Would you output the listing exactly, with every image omitted?
━━━━━ DATA TO EXAMINE
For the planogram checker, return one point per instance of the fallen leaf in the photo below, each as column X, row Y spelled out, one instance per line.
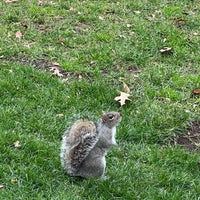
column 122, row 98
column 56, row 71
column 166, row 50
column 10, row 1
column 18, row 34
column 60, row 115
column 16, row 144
━━━━━━━━━━
**TASK RESULT**.
For the planogram checker, return one point per instance of the fallen leaf in the photo below, each as column X, row Y spelled out, one instance per line.
column 122, row 98
column 56, row 71
column 166, row 50
column 10, row 1
column 18, row 34
column 60, row 115
column 16, row 144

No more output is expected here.